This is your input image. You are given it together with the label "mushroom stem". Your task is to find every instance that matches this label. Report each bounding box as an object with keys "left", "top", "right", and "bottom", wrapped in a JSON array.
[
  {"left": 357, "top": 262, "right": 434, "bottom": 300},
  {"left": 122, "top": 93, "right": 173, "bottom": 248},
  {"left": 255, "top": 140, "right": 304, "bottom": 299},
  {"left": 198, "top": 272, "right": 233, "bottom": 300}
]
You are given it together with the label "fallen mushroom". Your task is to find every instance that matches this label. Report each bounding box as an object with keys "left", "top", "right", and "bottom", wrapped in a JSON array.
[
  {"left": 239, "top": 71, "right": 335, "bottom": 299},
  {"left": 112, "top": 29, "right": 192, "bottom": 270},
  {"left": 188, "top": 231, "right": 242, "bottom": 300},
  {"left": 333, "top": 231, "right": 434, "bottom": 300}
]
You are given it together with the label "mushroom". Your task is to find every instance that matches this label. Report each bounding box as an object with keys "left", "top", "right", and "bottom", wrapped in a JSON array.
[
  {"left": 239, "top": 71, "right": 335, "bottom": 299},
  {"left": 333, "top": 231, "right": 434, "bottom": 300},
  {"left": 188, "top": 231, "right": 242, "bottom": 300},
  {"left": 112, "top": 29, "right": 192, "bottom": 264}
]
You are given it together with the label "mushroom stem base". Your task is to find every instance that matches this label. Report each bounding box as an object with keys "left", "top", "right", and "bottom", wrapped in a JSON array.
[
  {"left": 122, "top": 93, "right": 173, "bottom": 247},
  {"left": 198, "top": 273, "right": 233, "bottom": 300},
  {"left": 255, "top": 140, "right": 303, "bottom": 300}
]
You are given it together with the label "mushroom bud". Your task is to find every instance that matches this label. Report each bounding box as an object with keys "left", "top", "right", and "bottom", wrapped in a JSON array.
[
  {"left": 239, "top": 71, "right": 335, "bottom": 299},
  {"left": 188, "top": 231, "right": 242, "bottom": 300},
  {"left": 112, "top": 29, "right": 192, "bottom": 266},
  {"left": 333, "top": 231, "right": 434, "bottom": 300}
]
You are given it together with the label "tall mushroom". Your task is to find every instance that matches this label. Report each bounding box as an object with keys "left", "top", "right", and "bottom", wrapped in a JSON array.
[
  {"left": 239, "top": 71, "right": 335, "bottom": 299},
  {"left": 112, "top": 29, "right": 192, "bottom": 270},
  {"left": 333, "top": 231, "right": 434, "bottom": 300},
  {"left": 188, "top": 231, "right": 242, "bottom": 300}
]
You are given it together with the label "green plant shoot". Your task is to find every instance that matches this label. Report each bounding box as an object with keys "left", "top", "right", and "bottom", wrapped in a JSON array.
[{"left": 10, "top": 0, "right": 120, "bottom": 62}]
★ ★ ★ ★ ★
Pull out every line of the entries above that contains the string "stem", and copy each one in full. Uppercase and lowercase letters count as different.

__Expected output__:
This is your input image. You are given it together with the label "mushroom stem". Your task is to find every instance that matches this label. Report each bounding box as an object with keys "left", "top", "right", and "bottom", wrapped in a JSON array.
You are given it together with the label "mushroom stem base". Your task is to find every instance that matches this label. Report each bounding box as an object with keys "left", "top", "right", and "bottom", wrapped in a JSON array.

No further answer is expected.